Extracted data entries:
- - -
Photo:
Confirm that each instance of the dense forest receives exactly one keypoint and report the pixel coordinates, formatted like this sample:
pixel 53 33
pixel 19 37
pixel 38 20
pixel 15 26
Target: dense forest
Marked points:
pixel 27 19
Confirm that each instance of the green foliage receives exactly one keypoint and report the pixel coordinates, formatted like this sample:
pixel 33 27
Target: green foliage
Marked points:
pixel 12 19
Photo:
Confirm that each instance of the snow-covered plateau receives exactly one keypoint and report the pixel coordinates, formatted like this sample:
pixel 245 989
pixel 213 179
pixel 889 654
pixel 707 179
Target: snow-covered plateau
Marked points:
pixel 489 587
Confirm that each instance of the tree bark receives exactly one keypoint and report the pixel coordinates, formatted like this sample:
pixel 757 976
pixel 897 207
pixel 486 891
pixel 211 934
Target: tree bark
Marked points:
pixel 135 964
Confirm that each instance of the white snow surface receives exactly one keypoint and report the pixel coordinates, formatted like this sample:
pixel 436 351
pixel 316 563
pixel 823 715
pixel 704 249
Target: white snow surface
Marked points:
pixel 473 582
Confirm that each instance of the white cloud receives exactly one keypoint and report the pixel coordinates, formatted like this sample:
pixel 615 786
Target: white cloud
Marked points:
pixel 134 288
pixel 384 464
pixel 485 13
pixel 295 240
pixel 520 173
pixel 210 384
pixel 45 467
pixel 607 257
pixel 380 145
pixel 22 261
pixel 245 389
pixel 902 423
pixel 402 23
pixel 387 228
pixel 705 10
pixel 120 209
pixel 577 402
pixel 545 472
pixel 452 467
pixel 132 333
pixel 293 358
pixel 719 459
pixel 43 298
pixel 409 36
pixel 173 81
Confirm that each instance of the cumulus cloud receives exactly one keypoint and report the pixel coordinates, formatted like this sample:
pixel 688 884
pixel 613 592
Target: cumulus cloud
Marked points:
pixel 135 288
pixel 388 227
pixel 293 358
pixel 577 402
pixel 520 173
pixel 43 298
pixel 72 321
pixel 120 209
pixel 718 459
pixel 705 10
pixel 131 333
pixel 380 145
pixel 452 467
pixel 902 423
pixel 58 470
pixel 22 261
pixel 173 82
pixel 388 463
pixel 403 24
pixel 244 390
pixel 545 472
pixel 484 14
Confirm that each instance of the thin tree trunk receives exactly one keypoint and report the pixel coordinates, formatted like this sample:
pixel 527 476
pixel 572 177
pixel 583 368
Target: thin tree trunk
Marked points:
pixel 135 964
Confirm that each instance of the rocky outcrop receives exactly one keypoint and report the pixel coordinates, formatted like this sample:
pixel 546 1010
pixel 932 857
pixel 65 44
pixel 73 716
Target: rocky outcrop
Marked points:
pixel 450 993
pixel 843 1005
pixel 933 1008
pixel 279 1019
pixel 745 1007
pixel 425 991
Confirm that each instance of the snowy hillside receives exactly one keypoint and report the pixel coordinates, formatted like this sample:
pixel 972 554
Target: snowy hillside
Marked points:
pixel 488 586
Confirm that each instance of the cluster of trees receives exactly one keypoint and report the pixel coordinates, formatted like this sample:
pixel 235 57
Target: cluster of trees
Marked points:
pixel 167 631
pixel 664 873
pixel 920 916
- - -
◆ **WHAT TO WORK ON**: Every record should be output precisely as it was given.

◆ **YOUR SOLUTION**:
Photo:
Confirm that each instance of the dense forest receives exactly one keypoint and report the pixel coordinates, formatted like this sample:
pixel 53 33
pixel 19 37
pixel 38 20
pixel 15 26
Target: dense forest
Marked points:
pixel 27 19
Confirm that each instance of the green foliage receives exactly one keypoint and report the pixel coordinates, formatted like this sample:
pixel 33 27
Target: green foliage
Marked points:
pixel 12 19
Photo:
Confirm that each instance of the snow-covered plateau receives exactly one keypoint and report the pixel coordinates, formatted like this sample:
pixel 245 989
pixel 213 179
pixel 889 654
pixel 707 179
Target: snow-covered plateau
Marked points:
pixel 489 587
Confirm that each instance of the tree bark receives exactly one keypoint and report the pixel coordinates, formatted like this sample:
pixel 757 976
pixel 897 207
pixel 486 891
pixel 211 934
Target: tree bark
Marked points:
pixel 135 964
Confirm that each instance of the white snow surface receives exactly one keypoint and report the pixel coordinates, formatted like this sample:
pixel 436 351
pixel 316 563
pixel 823 715
pixel 704 249
Target: white snow surface
Marked points:
pixel 473 582
Confirm that each instance of the white cloud receives exactly one keypoint and report the pixel coordinates, formatted like this sample:
pixel 615 786
Target: white cloud
Marked points:
pixel 134 288
pixel 384 464
pixel 485 13
pixel 295 240
pixel 520 173
pixel 210 384
pixel 45 467
pixel 607 257
pixel 380 145
pixel 22 261
pixel 245 389
pixel 902 423
pixel 402 23
pixel 387 228
pixel 705 10
pixel 120 209
pixel 577 402
pixel 545 472
pixel 452 467
pixel 132 333
pixel 293 358
pixel 719 459
pixel 43 298
pixel 409 36
pixel 173 81
Confirm that each instance of the cumulus cloud receives exactly one keypoint and report the pixel coordinates, formatted like this sample:
pixel 688 884
pixel 613 592
Target: cumulus cloud
Marked points:
pixel 135 288
pixel 388 227
pixel 293 358
pixel 577 402
pixel 520 173
pixel 43 298
pixel 72 321
pixel 120 209
pixel 718 459
pixel 705 10
pixel 131 333
pixel 380 145
pixel 452 467
pixel 902 423
pixel 58 470
pixel 22 261
pixel 173 82
pixel 388 463
pixel 403 24
pixel 244 390
pixel 545 472
pixel 484 14
Confirm that each instance of the thin tree trunk receives exactly one keypoint and report the pixel coordinates, formatted like this sample:
pixel 527 476
pixel 572 177
pixel 583 368
Target: thin tree trunk
Marked points:
pixel 135 964
Confirm that each instance of the rocky outcrop receives exactly one keypoint and report the pixel coordinates, formatted like this sample:
pixel 546 1010
pixel 932 857
pixel 65 44
pixel 73 716
Target: rocky outcrop
Marked points:
pixel 450 993
pixel 843 1005
pixel 933 1008
pixel 279 1019
pixel 745 1007
pixel 425 991
Confirm that each instance of the snowy hillside receives exactly one keypoint and report the pixel coordinates, formatted like this sample:
pixel 972 554
Target: snowy hillside
Marked points:
pixel 488 586
Confirm that each instance of the cluster of trees receives exactly one keypoint and report the pixel coordinates, formatted like this sample:
pixel 235 57
Target: cluster of trees
Marked points:
pixel 167 631
pixel 664 873
pixel 920 916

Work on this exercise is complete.